▶ _Aim of the exercise_
Copy out every line of the data where the word "below" is found.
===== Input =====
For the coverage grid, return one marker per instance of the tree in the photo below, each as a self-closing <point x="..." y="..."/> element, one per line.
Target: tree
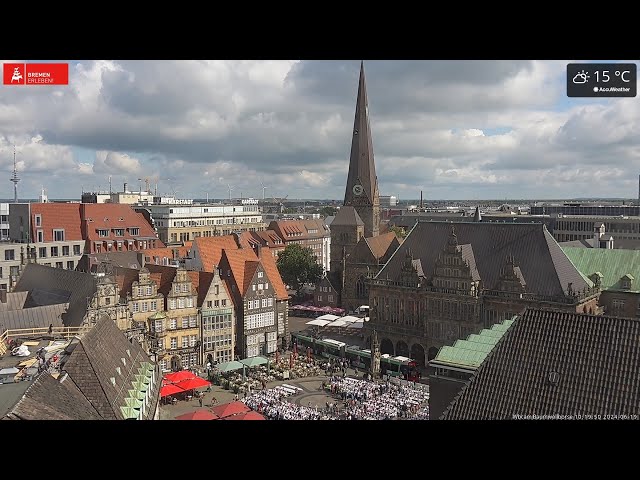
<point x="298" y="265"/>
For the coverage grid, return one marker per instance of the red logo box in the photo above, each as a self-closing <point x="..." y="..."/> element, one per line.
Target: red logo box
<point x="36" y="74"/>
<point x="13" y="74"/>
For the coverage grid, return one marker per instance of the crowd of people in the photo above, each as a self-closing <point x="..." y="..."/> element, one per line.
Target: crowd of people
<point x="361" y="400"/>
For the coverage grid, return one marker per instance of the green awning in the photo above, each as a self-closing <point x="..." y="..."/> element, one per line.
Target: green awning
<point x="230" y="366"/>
<point x="254" y="361"/>
<point x="129" y="413"/>
<point x="137" y="394"/>
<point x="133" y="402"/>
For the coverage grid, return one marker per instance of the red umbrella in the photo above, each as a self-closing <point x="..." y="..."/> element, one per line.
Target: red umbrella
<point x="193" y="383"/>
<point x="232" y="408"/>
<point x="245" y="416"/>
<point x="202" y="414"/>
<point x="179" y="376"/>
<point x="170" y="389"/>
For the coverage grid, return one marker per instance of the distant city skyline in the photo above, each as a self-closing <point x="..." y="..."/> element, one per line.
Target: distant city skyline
<point x="465" y="130"/>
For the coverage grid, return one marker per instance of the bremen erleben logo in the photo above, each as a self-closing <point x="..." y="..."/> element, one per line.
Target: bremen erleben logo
<point x="17" y="75"/>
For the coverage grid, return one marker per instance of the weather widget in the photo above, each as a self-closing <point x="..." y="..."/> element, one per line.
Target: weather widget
<point x="601" y="80"/>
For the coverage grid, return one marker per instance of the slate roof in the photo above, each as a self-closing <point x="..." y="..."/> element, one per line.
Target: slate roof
<point x="380" y="244"/>
<point x="50" y="399"/>
<point x="612" y="264"/>
<point x="34" y="317"/>
<point x="56" y="215"/>
<point x="49" y="285"/>
<point x="94" y="362"/>
<point x="544" y="266"/>
<point x="556" y="363"/>
<point x="347" y="216"/>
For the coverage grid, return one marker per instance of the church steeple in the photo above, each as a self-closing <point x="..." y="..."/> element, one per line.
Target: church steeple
<point x="362" y="182"/>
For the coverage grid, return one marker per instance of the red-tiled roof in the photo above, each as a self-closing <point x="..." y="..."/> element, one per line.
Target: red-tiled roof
<point x="271" y="269"/>
<point x="64" y="216"/>
<point x="110" y="216"/>
<point x="163" y="276"/>
<point x="202" y="282"/>
<point x="210" y="249"/>
<point x="237" y="259"/>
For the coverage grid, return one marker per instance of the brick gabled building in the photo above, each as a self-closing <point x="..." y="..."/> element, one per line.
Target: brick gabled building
<point x="447" y="281"/>
<point x="554" y="364"/>
<point x="116" y="227"/>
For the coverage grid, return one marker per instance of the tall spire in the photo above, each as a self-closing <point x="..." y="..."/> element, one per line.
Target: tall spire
<point x="362" y="183"/>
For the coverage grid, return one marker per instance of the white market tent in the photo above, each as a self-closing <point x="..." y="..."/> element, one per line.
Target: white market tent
<point x="318" y="323"/>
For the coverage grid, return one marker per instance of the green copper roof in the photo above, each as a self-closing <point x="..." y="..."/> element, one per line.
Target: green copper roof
<point x="470" y="353"/>
<point x="128" y="412"/>
<point x="613" y="265"/>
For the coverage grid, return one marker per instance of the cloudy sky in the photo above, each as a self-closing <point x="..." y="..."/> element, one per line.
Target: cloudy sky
<point x="453" y="129"/>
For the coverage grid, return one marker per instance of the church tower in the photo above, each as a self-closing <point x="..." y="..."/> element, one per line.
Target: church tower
<point x="362" y="183"/>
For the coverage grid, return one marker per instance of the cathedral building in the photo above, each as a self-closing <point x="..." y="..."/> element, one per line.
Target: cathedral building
<point x="358" y="251"/>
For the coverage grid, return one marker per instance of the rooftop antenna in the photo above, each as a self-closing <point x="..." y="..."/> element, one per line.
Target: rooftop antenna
<point x="14" y="177"/>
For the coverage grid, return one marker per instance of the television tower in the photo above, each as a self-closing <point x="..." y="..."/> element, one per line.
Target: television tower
<point x="14" y="177"/>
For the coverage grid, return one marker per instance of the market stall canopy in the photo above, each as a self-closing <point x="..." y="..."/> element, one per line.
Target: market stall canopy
<point x="179" y="376"/>
<point x="170" y="389"/>
<point x="245" y="416"/>
<point x="230" y="366"/>
<point x="193" y="383"/>
<point x="202" y="414"/>
<point x="254" y="361"/>
<point x="232" y="408"/>
<point x="318" y="323"/>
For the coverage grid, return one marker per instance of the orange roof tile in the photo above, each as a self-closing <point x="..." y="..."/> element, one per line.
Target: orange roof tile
<point x="64" y="216"/>
<point x="237" y="260"/>
<point x="271" y="269"/>
<point x="210" y="249"/>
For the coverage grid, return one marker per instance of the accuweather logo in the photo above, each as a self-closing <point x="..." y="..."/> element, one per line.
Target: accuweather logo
<point x="36" y="74"/>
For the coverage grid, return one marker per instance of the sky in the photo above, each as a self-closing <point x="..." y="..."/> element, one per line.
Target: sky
<point x="452" y="129"/>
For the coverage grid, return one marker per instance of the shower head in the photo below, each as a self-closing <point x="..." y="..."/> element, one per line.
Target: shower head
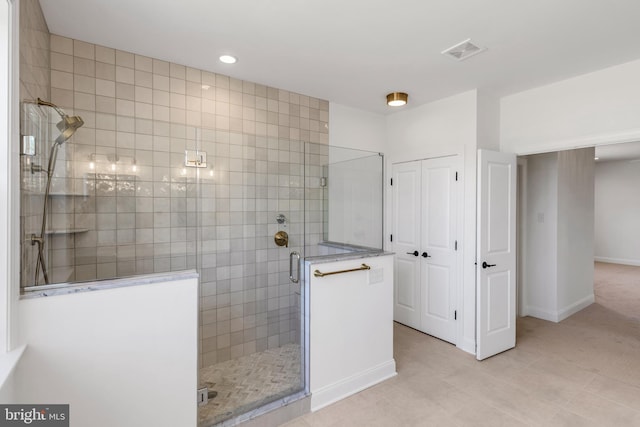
<point x="67" y="126"/>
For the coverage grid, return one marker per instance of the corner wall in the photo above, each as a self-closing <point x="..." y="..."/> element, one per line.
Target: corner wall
<point x="591" y="109"/>
<point x="558" y="269"/>
<point x="617" y="206"/>
<point x="575" y="230"/>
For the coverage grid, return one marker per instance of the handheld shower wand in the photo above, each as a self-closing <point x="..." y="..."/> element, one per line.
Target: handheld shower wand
<point x="67" y="127"/>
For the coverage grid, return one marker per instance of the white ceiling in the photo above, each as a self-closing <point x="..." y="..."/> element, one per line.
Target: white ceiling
<point x="354" y="52"/>
<point x="615" y="152"/>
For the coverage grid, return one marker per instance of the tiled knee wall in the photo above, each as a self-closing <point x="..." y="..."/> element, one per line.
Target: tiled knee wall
<point x="124" y="204"/>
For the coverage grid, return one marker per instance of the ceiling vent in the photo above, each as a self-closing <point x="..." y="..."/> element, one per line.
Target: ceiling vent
<point x="463" y="50"/>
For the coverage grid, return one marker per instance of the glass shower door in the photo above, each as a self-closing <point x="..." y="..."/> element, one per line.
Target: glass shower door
<point x="250" y="311"/>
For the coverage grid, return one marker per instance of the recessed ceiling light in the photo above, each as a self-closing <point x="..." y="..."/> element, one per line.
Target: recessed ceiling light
<point x="397" y="99"/>
<point x="228" y="59"/>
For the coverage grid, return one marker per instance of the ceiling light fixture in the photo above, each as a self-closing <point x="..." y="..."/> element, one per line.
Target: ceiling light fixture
<point x="228" y="59"/>
<point x="397" y="99"/>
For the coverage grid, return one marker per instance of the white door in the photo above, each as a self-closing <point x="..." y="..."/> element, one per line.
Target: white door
<point x="496" y="252"/>
<point x="438" y="249"/>
<point x="406" y="242"/>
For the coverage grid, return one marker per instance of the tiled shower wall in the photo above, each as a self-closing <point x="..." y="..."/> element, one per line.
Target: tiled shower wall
<point x="124" y="204"/>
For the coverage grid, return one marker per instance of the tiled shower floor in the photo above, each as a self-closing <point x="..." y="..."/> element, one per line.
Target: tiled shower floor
<point x="249" y="382"/>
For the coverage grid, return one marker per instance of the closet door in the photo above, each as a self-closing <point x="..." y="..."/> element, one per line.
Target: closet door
<point x="438" y="253"/>
<point x="406" y="242"/>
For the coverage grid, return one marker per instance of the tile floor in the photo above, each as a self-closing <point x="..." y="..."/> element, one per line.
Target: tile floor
<point x="584" y="371"/>
<point x="249" y="382"/>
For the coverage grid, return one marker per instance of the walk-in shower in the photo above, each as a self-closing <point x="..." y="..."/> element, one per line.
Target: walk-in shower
<point x="67" y="127"/>
<point x="124" y="199"/>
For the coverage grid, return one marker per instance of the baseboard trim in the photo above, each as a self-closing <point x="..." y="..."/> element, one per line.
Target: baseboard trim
<point x="468" y="345"/>
<point x="562" y="314"/>
<point x="576" y="307"/>
<point x="623" y="261"/>
<point x="540" y="313"/>
<point x="337" y="391"/>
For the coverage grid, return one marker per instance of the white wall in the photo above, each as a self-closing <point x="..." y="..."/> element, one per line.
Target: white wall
<point x="444" y="127"/>
<point x="575" y="230"/>
<point x="125" y="356"/>
<point x="591" y="109"/>
<point x="540" y="264"/>
<point x="351" y="328"/>
<point x="617" y="209"/>
<point x="558" y="263"/>
<point x="5" y="156"/>
<point x="488" y="123"/>
<point x="358" y="129"/>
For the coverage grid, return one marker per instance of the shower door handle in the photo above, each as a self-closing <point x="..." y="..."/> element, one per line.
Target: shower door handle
<point x="295" y="255"/>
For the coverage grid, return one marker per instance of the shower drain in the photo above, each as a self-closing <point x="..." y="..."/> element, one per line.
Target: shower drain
<point x="204" y="395"/>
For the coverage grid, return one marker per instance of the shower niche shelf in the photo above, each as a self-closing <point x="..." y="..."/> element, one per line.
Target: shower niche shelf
<point x="66" y="231"/>
<point x="56" y="194"/>
<point x="61" y="194"/>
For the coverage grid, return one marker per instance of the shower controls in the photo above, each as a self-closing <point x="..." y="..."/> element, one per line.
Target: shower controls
<point x="195" y="159"/>
<point x="281" y="238"/>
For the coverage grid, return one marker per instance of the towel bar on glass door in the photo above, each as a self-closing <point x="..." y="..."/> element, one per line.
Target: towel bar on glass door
<point x="317" y="273"/>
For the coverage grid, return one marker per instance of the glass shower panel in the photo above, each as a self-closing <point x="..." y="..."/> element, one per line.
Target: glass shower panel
<point x="344" y="200"/>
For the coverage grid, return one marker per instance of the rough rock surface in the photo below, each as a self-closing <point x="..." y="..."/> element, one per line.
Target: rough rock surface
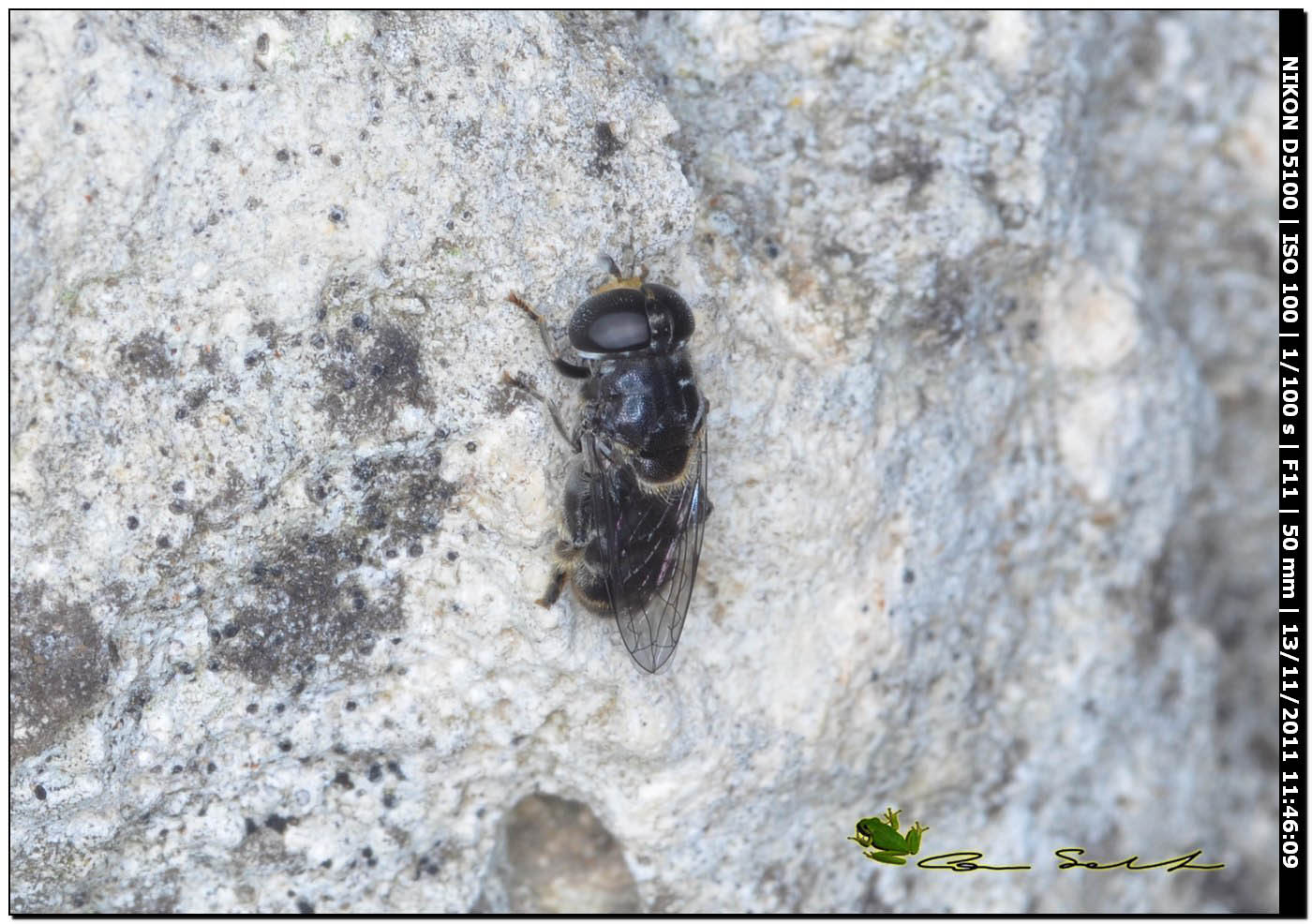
<point x="983" y="301"/>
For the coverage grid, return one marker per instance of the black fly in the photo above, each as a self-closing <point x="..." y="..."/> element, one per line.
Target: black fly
<point x="635" y="492"/>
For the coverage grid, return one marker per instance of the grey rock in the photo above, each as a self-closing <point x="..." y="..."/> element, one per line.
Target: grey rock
<point x="983" y="305"/>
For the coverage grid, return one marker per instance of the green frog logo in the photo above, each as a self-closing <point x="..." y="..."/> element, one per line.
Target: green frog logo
<point x="882" y="842"/>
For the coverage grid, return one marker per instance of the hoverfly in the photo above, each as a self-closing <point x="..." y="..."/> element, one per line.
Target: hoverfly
<point x="635" y="500"/>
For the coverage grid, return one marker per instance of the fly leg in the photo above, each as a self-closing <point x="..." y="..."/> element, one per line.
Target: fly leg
<point x="554" y="586"/>
<point x="574" y="533"/>
<point x="567" y="369"/>
<point x="573" y="439"/>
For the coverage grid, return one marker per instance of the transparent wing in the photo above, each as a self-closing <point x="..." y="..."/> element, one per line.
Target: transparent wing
<point x="649" y="544"/>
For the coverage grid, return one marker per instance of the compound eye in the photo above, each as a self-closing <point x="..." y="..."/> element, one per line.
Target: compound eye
<point x="612" y="321"/>
<point x="676" y="308"/>
<point x="622" y="330"/>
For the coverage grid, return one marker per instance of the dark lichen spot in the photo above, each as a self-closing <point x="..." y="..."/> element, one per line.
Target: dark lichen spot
<point x="896" y="156"/>
<point x="146" y="356"/>
<point x="308" y="602"/>
<point x="605" y="146"/>
<point x="374" y="373"/>
<point x="58" y="667"/>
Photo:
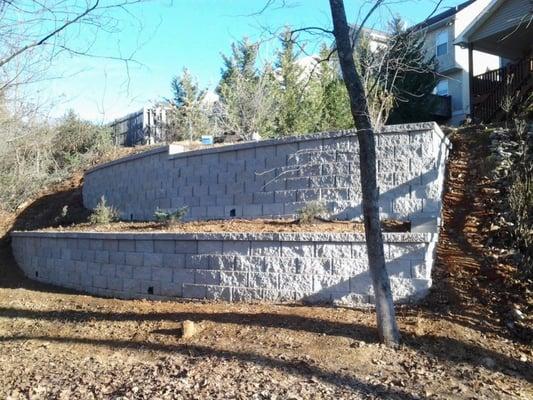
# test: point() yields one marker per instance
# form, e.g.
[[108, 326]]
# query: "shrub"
[[103, 214], [77, 142], [170, 218], [311, 212]]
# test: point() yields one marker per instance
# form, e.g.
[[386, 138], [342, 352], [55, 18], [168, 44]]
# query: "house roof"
[[476, 22], [442, 16]]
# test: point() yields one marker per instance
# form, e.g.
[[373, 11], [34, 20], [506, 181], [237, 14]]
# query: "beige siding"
[[509, 14]]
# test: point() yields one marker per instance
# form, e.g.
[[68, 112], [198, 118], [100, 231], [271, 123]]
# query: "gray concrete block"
[[197, 261], [142, 273], [161, 274], [222, 262], [297, 249], [207, 277], [186, 246], [252, 210], [210, 247], [144, 246], [296, 283], [101, 256], [194, 291], [265, 248], [116, 257], [152, 260], [263, 280], [330, 250], [234, 278], [134, 259], [246, 294], [164, 246], [126, 245], [218, 293], [124, 271], [183, 276], [175, 261], [249, 263], [236, 247]]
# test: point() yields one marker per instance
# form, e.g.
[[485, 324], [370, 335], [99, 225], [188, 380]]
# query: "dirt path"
[[56, 344]]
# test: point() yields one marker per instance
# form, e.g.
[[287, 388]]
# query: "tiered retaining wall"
[[275, 178], [268, 178], [312, 267]]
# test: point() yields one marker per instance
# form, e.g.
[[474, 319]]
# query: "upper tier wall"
[[274, 178]]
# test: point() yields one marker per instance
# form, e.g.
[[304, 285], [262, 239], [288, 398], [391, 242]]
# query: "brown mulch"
[[236, 225], [455, 345]]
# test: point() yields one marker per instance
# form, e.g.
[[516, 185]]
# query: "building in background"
[[146, 126], [504, 28], [453, 67]]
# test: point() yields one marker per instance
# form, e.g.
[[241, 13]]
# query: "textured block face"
[[252, 180], [232, 267], [258, 179]]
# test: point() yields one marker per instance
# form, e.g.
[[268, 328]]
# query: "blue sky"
[[178, 34]]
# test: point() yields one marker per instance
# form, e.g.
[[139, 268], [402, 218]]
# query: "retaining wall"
[[313, 267], [275, 178]]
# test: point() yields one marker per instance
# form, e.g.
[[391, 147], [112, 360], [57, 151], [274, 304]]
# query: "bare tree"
[[386, 320], [34, 33]]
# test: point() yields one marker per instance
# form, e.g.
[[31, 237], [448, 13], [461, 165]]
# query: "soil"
[[236, 225], [457, 344]]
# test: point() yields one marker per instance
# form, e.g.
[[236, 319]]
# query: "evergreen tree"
[[247, 94], [334, 108], [191, 117], [292, 90], [241, 62]]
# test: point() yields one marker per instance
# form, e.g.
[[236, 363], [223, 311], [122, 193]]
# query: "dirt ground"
[[235, 225], [457, 344]]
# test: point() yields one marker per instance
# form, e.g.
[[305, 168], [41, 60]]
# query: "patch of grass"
[[170, 217], [103, 213], [312, 211]]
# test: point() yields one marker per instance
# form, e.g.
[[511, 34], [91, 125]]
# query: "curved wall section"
[[274, 178], [308, 267]]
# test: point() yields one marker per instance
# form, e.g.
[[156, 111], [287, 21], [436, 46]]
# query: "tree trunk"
[[386, 320]]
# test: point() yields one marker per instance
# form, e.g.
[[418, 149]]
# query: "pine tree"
[[334, 103], [190, 116], [290, 118], [247, 93]]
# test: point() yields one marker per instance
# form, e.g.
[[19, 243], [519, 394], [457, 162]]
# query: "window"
[[442, 43], [442, 88]]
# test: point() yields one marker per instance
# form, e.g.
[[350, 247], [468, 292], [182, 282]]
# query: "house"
[[147, 125], [453, 66], [504, 28]]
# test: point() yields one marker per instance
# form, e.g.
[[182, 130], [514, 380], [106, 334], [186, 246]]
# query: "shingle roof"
[[443, 15]]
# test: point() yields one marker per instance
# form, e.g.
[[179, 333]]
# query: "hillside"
[[463, 341]]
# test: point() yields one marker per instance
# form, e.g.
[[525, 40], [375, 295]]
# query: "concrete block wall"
[[275, 178], [311, 267]]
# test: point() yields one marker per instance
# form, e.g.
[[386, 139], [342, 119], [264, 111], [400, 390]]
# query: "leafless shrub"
[[311, 212], [171, 218], [103, 213]]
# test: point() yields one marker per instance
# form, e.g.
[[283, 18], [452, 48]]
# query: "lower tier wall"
[[311, 267]]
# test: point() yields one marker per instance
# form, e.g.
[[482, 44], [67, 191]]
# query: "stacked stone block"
[[310, 267], [275, 178]]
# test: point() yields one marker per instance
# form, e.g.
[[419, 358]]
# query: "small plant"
[[62, 217], [172, 217], [64, 212], [311, 212], [103, 214]]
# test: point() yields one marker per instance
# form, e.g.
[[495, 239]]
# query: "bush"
[[170, 218], [35, 154], [311, 212], [77, 142], [103, 214]]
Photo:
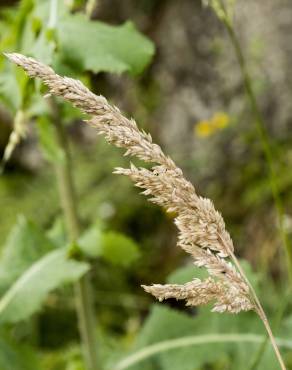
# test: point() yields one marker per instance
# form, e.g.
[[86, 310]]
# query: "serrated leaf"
[[28, 293], [108, 48], [26, 243]]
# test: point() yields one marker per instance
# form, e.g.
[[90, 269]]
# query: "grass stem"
[[84, 304]]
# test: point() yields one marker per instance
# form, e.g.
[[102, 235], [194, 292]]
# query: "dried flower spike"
[[201, 228]]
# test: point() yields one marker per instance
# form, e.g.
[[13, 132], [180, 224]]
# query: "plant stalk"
[[257, 304], [84, 304], [263, 135], [260, 311]]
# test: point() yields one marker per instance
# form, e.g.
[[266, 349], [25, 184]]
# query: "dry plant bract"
[[202, 231]]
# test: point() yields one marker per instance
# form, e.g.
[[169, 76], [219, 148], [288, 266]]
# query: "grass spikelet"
[[201, 228]]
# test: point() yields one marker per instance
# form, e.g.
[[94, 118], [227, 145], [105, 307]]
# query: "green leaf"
[[116, 248], [27, 294], [98, 47], [10, 94], [47, 139], [25, 244], [91, 242], [165, 324], [119, 249], [17, 357]]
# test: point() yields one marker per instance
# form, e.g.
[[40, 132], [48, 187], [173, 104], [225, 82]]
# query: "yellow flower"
[[220, 120], [205, 128]]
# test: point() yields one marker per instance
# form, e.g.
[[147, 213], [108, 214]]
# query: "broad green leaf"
[[108, 48], [165, 324], [17, 357], [27, 294], [48, 142], [26, 244], [116, 248], [119, 249]]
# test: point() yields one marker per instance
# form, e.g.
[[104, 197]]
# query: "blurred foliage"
[[125, 241]]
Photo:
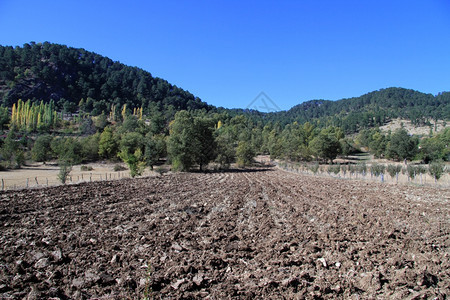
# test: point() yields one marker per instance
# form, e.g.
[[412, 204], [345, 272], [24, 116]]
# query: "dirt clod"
=====
▶ _The completed task_
For the coverage grid, return one marker per instance of the tree in the photo below, each as a self-closing <point x="..." y="..."/> element, one per line.
For the coverage grid, return one marker per instance of the shower head in the photo below, each as a self-closing <point x="..." y="..."/> element, one per line.
For the coverage grid, return one marker per instance of the rough rock surface in the photo below, each as a self-closing <point x="..." y="..."/> element, one per line.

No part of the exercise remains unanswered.